Work item:
Only a single number is expected: how many lines of the data hold the word "house".

Dataset entries:
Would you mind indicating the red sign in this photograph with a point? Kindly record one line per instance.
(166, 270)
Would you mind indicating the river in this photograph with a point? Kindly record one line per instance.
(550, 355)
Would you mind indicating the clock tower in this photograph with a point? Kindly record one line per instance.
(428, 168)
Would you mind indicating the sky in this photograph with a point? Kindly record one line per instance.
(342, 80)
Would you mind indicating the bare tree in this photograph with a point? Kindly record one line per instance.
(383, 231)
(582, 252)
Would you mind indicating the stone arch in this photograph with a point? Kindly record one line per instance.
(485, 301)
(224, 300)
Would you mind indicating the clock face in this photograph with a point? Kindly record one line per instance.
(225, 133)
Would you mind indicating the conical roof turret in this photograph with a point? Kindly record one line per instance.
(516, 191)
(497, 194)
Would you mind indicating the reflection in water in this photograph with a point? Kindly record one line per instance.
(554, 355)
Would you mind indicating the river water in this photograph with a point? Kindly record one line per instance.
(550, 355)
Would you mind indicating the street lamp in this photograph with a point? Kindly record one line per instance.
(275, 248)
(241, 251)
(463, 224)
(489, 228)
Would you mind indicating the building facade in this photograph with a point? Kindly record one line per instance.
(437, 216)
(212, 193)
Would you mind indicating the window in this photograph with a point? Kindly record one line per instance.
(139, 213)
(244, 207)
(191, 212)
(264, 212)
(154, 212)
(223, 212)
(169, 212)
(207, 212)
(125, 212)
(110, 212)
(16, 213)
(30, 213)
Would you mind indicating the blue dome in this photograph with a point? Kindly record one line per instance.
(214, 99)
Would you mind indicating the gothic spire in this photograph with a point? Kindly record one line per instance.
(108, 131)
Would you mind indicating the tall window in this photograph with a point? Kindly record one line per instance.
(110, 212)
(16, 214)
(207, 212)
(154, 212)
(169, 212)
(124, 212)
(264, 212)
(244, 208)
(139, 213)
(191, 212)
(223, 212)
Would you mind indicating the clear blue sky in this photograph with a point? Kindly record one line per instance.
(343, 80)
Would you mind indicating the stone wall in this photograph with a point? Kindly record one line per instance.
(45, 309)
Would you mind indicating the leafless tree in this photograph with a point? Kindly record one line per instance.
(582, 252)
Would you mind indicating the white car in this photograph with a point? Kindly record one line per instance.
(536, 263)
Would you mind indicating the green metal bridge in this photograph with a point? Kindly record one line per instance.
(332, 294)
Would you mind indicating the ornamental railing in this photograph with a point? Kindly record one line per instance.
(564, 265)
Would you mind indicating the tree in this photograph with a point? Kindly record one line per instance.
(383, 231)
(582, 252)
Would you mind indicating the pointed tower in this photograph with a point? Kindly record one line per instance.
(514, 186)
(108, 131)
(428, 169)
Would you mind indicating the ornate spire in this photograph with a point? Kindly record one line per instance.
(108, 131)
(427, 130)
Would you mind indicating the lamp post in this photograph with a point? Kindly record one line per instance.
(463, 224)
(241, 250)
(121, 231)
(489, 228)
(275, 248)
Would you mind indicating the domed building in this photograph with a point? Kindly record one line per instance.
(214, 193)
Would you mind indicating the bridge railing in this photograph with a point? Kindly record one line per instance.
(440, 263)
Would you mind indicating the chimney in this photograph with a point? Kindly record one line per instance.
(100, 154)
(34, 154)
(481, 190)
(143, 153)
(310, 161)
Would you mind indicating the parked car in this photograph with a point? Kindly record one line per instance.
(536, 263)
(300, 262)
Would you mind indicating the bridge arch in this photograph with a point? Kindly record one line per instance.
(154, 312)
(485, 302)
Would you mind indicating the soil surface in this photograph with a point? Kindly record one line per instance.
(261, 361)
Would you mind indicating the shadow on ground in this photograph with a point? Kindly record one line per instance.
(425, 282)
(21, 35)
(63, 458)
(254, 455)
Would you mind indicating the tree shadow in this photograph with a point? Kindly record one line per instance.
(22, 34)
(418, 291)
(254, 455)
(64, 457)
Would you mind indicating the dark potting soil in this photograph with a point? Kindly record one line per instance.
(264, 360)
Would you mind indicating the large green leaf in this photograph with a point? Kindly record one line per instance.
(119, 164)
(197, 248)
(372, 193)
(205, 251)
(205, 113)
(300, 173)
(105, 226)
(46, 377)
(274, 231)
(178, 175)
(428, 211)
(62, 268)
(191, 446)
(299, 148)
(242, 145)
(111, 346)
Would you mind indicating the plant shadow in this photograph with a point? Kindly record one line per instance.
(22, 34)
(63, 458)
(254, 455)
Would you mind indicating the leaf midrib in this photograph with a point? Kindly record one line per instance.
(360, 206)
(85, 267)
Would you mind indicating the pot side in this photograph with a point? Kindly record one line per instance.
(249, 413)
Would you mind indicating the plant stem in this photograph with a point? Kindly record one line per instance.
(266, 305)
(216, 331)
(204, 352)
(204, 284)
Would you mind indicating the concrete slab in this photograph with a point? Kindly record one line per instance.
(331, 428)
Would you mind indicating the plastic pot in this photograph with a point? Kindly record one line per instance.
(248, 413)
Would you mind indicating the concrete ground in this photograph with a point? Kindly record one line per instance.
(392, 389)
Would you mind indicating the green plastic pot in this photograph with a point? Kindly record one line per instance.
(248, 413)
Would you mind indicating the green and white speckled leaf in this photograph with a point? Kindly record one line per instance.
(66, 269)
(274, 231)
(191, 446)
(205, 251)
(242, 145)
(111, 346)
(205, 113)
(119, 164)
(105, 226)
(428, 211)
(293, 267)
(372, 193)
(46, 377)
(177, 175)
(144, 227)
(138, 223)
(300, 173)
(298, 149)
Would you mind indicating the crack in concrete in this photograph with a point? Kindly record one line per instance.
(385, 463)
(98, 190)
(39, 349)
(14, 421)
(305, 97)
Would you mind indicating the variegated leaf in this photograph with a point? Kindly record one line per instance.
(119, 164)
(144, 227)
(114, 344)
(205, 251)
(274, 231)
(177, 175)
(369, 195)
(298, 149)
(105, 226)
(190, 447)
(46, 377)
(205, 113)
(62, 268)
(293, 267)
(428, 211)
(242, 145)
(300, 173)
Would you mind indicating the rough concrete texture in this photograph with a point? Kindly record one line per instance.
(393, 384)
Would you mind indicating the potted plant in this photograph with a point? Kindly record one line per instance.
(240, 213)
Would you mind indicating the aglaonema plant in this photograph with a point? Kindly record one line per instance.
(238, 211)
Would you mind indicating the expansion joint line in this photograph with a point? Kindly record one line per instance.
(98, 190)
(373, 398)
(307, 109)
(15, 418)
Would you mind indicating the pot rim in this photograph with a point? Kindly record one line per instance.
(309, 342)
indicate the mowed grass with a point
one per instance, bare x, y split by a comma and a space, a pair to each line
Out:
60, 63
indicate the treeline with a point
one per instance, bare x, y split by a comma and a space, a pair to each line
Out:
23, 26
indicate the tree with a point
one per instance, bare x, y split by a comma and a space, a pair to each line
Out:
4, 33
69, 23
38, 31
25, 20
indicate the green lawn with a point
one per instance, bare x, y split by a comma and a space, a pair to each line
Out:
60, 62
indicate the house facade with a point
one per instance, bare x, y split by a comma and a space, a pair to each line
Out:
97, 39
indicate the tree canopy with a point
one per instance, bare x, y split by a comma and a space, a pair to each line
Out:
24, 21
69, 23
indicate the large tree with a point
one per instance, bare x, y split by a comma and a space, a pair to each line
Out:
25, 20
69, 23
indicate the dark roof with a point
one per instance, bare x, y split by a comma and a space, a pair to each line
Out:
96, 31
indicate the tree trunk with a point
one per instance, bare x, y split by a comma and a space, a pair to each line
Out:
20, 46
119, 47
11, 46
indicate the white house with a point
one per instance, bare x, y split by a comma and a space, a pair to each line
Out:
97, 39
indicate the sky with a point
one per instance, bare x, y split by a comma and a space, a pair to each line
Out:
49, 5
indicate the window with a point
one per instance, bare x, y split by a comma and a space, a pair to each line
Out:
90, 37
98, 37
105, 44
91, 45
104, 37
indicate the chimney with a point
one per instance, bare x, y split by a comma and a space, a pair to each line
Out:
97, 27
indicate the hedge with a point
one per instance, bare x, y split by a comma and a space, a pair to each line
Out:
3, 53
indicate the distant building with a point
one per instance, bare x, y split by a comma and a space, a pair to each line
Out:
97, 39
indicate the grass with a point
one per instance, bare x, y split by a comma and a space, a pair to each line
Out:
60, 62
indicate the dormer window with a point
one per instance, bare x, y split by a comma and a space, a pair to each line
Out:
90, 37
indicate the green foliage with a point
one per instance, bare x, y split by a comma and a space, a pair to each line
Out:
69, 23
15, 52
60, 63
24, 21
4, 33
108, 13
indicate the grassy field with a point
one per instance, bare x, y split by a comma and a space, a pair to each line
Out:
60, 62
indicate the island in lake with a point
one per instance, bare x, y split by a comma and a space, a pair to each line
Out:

Expected answer:
2